Copy the records that follow exactly, leaving nothing out.

Collected data entries –
=-=-=

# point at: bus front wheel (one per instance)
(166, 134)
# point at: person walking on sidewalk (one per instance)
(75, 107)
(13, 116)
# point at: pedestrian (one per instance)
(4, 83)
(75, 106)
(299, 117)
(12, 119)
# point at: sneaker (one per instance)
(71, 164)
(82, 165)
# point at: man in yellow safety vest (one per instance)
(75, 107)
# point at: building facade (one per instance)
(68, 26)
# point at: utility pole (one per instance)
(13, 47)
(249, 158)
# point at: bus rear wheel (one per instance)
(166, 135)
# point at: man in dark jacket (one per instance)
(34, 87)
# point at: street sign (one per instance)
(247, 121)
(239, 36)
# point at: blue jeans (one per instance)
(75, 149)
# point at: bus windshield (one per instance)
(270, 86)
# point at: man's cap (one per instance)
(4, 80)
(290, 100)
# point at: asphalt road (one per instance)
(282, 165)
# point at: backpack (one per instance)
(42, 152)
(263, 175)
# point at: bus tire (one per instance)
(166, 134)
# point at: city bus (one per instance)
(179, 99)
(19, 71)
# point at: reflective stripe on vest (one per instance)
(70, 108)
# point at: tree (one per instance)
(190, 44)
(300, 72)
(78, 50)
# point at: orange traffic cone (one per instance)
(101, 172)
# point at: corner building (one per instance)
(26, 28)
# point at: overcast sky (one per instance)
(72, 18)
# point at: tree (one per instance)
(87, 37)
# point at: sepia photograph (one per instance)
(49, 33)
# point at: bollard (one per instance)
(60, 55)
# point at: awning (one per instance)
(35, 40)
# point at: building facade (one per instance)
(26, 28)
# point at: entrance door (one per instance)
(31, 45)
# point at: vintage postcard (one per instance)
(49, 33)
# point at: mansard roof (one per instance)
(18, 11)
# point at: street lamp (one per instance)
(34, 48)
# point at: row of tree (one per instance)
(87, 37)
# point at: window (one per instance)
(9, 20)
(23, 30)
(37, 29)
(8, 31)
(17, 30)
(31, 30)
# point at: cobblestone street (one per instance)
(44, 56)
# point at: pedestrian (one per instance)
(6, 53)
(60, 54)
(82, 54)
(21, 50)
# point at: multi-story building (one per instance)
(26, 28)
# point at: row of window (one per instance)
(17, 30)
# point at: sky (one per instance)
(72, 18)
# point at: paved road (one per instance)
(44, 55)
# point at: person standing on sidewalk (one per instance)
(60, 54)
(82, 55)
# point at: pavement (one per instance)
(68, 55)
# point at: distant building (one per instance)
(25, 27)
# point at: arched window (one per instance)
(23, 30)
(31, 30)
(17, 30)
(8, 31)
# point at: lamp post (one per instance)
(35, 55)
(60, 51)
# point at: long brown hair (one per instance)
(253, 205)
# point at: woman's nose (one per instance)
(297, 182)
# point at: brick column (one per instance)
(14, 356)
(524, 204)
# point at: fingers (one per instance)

=-=-=

ANSWER –
# point at: bus front wheel (one per instance)
(166, 134)
# point at: person walking on sidewalk (one per instance)
(75, 107)
(13, 116)
# point at: pedestrian (one per instance)
(4, 83)
(75, 106)
(299, 117)
(12, 119)
# point at: sneaker (one per instance)
(71, 164)
(82, 165)
# point at: man in yellow safety vest (one per instance)
(75, 107)
# point at: building facade (one per instance)
(68, 26)
# point at: utility pole (one per instance)
(13, 47)
(249, 158)
# point at: bus rear wheel (one per instance)
(166, 135)
# point at: man in dark jacket (one per instance)
(34, 87)
# point at: street sign (one per instance)
(247, 121)
(239, 36)
# point at: blue jeans (one per instance)
(75, 149)
# point at: bus windshield (one per instance)
(270, 86)
# point at: man's cap (one per instance)
(4, 80)
(290, 100)
# point at: asphalt road (one per instance)
(282, 165)
# point at: backpack (one per instance)
(42, 152)
(263, 175)
# point at: bus tire (one per instance)
(166, 134)
# point at: city bus (one per instance)
(179, 99)
(19, 71)
# point at: reflective stripe on vest (one per instance)
(70, 108)
# point at: tree (one per instance)
(190, 44)
(300, 72)
(78, 50)
# point at: orange traffic cone (one per instance)
(101, 172)
# point at: corner building (one per instance)
(26, 28)
# point at: overcast sky (one per instance)
(72, 18)
# point at: tree (one per instance)
(87, 37)
# point at: sepia photograph (one per instance)
(49, 33)
# point at: bollard (one per instance)
(60, 55)
# point at: awning (one per instance)
(35, 40)
# point at: building facade (one per instance)
(26, 28)
# point at: entrance door (one per instance)
(31, 45)
# point at: vintage postcard (one per instance)
(49, 33)
# point at: mansard roof (one per instance)
(18, 11)
# point at: street lamp (one per instance)
(34, 48)
# point at: row of tree (one per instance)
(87, 37)
# point at: window (one per instance)
(9, 20)
(23, 30)
(37, 29)
(8, 31)
(17, 30)
(31, 30)
# point at: cobblestone street (one per instance)
(44, 56)
# point at: pedestrian (one per instance)
(6, 53)
(60, 54)
(82, 54)
(21, 50)
# point at: multi-story building (one per instance)
(26, 28)
# point at: row of window (one per instance)
(17, 30)
# point at: sky (one per instance)
(72, 18)
# point at: paved road (one per instance)
(44, 55)
# point at: person standing on sidewalk (one per instance)
(60, 54)
(82, 55)
# point at: pavement (one per instance)
(68, 55)
# point at: distant building (one per instance)
(25, 27)
# point at: arched window (one per instance)
(23, 30)
(31, 30)
(17, 30)
(8, 31)
# point at: lamp post (one per instance)
(35, 55)
(60, 51)
# point at: long brown hair (one per instance)
(253, 205)
# point at: woman's nose (one per instance)
(297, 182)
# point at: brick column (one per instance)
(14, 356)
(524, 204)
# point at: fingers (one per instance)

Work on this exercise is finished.